**Source records**
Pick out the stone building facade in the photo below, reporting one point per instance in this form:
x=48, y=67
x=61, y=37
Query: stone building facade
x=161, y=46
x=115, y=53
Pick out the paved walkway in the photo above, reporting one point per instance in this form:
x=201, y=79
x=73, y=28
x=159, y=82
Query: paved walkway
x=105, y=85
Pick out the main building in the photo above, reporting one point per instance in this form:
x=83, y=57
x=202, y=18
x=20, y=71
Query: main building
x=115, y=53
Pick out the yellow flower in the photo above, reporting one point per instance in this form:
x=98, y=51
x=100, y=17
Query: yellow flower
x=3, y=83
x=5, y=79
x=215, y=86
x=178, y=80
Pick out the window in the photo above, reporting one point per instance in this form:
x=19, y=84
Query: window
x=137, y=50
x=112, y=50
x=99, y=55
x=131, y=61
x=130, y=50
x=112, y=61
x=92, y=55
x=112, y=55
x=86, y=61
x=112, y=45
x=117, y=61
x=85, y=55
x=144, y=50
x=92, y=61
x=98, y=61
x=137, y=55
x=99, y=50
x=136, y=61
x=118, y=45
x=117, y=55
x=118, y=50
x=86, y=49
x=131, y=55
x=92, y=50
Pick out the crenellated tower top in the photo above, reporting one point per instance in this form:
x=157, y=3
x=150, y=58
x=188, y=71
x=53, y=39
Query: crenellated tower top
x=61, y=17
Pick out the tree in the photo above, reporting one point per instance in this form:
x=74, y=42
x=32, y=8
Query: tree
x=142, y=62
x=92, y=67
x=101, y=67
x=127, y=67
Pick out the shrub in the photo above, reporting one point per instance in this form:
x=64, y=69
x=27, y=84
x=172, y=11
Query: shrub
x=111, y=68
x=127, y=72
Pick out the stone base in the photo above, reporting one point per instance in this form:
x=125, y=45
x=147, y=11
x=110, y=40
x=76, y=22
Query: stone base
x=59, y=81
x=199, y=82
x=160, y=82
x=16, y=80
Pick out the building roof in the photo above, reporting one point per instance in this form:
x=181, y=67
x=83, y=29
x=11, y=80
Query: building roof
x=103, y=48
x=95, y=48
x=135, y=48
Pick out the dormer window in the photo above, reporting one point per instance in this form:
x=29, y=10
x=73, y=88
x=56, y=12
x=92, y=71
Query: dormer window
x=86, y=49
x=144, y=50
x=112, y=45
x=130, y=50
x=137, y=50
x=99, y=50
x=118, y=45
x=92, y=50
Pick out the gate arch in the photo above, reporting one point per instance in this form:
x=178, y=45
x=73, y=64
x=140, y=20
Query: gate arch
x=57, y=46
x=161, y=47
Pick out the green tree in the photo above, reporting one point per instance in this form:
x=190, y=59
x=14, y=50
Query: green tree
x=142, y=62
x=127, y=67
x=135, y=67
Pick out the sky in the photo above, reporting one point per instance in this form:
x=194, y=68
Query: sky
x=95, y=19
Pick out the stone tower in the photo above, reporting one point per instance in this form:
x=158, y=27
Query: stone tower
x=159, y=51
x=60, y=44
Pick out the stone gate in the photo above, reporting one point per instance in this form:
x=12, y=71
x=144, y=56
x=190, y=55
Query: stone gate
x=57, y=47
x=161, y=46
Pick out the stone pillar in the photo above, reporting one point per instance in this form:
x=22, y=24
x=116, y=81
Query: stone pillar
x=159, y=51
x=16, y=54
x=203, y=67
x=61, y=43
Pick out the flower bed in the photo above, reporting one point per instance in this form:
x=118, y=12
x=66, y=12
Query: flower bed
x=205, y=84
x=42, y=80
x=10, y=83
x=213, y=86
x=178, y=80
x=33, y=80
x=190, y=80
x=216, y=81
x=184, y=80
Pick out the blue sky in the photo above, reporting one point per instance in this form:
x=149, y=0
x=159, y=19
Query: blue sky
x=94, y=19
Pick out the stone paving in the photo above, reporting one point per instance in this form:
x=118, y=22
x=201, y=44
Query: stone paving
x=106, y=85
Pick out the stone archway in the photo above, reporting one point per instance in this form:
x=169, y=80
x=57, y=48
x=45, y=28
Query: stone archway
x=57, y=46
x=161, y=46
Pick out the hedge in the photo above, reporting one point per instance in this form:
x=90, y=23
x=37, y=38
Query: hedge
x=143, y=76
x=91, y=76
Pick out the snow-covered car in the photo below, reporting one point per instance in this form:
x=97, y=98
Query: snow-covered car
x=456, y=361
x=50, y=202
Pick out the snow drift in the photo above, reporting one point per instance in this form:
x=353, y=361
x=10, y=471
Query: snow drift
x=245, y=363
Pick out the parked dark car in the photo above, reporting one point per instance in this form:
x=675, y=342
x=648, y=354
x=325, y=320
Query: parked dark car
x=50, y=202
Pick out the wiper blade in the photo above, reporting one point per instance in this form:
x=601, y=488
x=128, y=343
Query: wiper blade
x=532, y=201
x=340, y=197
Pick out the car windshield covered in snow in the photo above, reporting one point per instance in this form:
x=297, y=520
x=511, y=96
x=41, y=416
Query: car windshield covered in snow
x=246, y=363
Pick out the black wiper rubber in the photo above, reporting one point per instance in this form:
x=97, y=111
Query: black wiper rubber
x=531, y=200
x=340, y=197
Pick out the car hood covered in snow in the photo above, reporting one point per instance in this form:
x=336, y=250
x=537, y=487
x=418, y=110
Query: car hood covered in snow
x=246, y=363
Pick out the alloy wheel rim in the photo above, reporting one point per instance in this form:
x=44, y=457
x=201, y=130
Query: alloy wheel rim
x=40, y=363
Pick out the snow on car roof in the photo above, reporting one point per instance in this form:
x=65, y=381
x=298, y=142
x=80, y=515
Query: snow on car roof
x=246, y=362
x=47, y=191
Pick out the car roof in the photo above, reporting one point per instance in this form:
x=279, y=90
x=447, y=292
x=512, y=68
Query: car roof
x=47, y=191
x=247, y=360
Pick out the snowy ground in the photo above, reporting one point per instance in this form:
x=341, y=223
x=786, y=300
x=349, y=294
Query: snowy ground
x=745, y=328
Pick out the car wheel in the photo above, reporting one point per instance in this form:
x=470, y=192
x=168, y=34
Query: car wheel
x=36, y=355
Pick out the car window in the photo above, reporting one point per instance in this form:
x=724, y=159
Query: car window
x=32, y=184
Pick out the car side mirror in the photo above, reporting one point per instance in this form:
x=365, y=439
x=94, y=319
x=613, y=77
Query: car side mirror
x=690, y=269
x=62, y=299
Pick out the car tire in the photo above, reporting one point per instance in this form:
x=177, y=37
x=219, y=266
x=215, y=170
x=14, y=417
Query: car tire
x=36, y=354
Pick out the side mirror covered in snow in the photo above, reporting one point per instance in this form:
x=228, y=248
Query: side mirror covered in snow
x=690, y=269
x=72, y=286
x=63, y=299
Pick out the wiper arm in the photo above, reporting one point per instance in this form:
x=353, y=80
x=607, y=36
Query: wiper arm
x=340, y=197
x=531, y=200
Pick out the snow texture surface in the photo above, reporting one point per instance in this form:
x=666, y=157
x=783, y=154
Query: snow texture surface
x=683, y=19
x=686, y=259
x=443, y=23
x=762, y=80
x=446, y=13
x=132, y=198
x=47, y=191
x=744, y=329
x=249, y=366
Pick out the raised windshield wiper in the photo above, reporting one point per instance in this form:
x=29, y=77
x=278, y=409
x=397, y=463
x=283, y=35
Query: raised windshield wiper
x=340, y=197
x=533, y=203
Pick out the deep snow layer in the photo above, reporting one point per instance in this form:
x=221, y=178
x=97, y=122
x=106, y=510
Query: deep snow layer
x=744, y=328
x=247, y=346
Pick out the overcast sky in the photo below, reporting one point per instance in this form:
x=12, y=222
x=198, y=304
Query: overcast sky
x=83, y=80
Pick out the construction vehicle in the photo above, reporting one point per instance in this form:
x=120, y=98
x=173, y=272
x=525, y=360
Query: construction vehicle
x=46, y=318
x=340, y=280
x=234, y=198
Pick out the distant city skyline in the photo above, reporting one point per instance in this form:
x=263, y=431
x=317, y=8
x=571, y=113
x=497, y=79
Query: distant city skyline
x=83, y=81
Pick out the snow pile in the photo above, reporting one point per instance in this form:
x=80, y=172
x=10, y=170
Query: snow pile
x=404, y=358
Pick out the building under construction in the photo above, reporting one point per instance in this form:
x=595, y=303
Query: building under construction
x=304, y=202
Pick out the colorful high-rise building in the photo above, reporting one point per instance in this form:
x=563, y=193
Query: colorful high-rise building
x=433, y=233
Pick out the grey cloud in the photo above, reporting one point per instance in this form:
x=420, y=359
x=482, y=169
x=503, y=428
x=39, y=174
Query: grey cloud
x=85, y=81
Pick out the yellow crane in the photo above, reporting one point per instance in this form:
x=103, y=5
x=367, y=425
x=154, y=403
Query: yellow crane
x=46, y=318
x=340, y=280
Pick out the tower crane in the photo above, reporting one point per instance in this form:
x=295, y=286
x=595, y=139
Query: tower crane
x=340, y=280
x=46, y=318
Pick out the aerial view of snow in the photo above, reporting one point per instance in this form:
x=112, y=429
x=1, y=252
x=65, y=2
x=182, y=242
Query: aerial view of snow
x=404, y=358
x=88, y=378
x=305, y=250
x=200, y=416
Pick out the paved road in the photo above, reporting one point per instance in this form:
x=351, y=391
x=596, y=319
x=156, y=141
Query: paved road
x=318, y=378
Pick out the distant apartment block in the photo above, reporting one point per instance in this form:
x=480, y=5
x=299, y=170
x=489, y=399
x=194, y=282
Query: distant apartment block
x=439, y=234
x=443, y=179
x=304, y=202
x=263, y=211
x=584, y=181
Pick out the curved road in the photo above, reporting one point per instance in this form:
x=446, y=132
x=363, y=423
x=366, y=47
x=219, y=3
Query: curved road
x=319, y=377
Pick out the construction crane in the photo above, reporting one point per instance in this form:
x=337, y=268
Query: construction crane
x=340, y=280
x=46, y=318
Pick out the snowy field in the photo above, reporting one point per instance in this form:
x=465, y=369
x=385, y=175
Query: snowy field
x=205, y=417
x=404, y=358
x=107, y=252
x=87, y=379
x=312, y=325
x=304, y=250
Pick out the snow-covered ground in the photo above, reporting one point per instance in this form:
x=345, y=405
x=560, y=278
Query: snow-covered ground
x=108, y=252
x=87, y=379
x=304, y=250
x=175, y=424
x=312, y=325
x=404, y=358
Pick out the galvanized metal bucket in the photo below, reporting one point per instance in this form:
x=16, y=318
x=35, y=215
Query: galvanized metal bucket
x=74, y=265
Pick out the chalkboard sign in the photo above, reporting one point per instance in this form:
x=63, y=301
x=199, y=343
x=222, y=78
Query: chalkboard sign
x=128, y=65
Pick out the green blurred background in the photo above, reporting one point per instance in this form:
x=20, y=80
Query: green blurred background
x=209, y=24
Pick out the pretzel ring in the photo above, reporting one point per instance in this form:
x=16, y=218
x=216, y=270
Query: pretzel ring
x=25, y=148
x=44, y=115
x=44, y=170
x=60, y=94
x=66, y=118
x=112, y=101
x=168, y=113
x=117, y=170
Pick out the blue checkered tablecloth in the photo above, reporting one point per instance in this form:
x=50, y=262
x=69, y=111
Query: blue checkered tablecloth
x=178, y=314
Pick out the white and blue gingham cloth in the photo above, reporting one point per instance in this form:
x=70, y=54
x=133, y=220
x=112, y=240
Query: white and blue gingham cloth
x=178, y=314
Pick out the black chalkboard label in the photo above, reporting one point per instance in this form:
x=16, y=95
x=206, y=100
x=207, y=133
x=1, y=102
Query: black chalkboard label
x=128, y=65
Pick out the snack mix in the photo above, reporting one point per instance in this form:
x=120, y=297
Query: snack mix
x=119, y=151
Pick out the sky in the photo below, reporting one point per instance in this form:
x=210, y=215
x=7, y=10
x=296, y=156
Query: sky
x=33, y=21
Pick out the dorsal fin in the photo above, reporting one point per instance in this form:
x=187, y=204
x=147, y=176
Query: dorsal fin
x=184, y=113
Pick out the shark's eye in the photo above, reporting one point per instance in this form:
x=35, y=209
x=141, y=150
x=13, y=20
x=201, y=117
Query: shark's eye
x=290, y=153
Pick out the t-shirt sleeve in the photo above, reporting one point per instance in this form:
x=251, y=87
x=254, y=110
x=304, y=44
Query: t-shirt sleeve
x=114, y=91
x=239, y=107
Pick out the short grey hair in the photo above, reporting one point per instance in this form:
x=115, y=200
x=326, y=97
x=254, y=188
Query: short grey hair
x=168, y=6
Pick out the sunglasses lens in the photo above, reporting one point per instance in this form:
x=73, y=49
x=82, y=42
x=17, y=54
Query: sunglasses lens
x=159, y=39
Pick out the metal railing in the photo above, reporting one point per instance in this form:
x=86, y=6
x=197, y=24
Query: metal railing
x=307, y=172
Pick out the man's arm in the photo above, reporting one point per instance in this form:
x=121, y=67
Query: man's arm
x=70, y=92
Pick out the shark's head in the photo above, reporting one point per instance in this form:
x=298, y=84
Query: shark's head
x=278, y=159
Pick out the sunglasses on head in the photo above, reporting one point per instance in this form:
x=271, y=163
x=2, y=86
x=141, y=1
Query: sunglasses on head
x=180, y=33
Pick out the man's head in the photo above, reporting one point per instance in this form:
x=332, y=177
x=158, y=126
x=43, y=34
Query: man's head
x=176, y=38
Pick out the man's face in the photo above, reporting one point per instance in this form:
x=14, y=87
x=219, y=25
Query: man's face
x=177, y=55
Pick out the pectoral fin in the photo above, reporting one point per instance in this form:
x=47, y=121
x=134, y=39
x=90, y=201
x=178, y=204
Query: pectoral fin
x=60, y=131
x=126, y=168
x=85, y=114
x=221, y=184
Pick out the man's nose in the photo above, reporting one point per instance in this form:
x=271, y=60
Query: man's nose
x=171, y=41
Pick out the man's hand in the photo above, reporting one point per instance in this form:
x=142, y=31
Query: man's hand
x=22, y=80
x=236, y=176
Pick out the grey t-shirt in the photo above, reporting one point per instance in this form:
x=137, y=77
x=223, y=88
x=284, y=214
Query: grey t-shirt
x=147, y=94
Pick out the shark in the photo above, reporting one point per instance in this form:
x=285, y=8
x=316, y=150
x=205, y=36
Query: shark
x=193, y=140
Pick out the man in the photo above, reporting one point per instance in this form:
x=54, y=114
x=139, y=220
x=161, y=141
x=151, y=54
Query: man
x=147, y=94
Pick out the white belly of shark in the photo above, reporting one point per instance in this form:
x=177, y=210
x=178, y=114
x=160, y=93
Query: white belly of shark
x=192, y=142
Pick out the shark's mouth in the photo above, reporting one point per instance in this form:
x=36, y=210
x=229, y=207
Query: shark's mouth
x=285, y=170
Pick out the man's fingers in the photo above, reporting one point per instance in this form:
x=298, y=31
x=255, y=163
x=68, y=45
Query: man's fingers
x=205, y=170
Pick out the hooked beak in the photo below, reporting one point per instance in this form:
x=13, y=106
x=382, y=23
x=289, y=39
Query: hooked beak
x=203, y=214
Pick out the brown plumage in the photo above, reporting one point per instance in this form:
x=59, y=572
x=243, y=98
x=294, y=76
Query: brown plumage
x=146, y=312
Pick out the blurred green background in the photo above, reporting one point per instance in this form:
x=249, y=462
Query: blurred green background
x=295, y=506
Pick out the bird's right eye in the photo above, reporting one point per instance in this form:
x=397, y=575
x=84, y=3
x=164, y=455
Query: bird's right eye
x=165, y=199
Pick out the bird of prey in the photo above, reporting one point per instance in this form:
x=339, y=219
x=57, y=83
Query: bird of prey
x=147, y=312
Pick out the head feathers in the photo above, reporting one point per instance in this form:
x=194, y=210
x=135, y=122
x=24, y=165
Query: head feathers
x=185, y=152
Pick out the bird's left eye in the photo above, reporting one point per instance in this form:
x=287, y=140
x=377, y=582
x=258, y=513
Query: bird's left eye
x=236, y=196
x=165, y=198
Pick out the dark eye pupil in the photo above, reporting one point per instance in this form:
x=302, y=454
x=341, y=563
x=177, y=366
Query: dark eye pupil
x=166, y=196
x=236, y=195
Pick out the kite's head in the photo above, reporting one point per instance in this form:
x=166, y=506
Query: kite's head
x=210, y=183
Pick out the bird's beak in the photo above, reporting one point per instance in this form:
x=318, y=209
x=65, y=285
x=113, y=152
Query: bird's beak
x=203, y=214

**To be done**
Can you copy the items from the line that has "Pick out the shark's mouth" through the line that has "x=146, y=312", switching "Query" to "Target" and leaving everything else unchanged?

**Result of this task**
Pick out the shark's mouth in the photo above, reporting one point per instance in this form:
x=36, y=210
x=229, y=207
Target: shark's mouth
x=285, y=170
Pick out the man's fingers in the photo above, reporting one point per instance in this form:
x=298, y=31
x=255, y=163
x=68, y=45
Target: man's fingers
x=205, y=170
Pick out the hooked beak in the photo below, reporting one point per instance in this form:
x=13, y=106
x=382, y=23
x=289, y=39
Target: hooked beak
x=203, y=214
Pick out the brown plumage in the photo above, reporting one point per instance in this form:
x=59, y=572
x=243, y=98
x=294, y=76
Target: brown plumage
x=146, y=312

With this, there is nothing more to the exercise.